[Start of section]
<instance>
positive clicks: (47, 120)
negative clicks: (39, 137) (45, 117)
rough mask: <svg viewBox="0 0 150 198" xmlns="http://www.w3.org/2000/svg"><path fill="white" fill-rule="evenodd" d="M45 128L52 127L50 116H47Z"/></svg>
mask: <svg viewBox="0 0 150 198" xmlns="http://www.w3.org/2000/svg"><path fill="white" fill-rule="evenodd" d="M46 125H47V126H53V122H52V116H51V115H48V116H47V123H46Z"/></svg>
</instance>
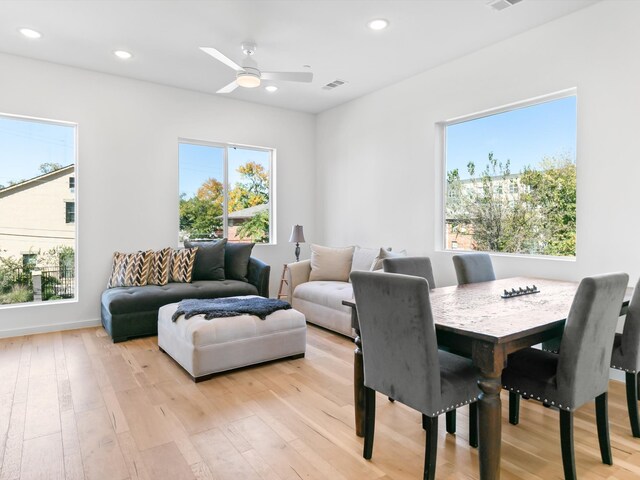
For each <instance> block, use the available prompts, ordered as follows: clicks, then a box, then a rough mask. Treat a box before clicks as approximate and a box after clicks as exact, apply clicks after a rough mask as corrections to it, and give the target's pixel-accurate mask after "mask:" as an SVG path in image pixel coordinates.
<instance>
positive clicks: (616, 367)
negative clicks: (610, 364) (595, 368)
mask: <svg viewBox="0 0 640 480" xmlns="http://www.w3.org/2000/svg"><path fill="white" fill-rule="evenodd" d="M611 368H615V369H616V370H624V371H625V372H628V373H636V371H635V370H634V369H629V368H622V367H617V366H615V365H611Z"/></svg>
[End of section]
What to work on: Could you lay out each line of the records above as a Markdown table with the columns Row and Text, numbering the rows, skipping blank lines and leaving out the pictures?

Task solution:
| Row | Text |
|---|---|
| 1 | <instance> |
| 2 | positive clicks: (47, 120) |
| 3 | negative clicks: (39, 137) (45, 117) |
| 4 | rough mask: <svg viewBox="0 0 150 198" xmlns="http://www.w3.org/2000/svg"><path fill="white" fill-rule="evenodd" d="M45 128L52 127L50 116H47Z"/></svg> |
| 5 | mask: <svg viewBox="0 0 150 198" xmlns="http://www.w3.org/2000/svg"><path fill="white" fill-rule="evenodd" d="M46 125H47V126H53V122H52V116H51V115H48V116H47V123H46Z"/></svg> |
| 6 | </instance> |
| 7 | For each <instance> block, use the available prompts, ordered as follows: clicks, then a box, then a rough mask. Treat a box before clicks as approximate and a box after clicks as exact, apply clicks after a rough mask as corrections to it, and give the target's pixel-accurate mask after "mask:" as an SVG path in image pixel coordinates. |
| 8 | <instance> |
| 9 | positive clicks: (616, 367) |
| 10 | negative clicks: (610, 364) (595, 368) |
| 11 | mask: <svg viewBox="0 0 640 480" xmlns="http://www.w3.org/2000/svg"><path fill="white" fill-rule="evenodd" d="M611 368H615V369H616V370H624V371H625V372H628V373H636V371H635V370H634V369H629V368H622V367H617V366H615V365H611Z"/></svg> |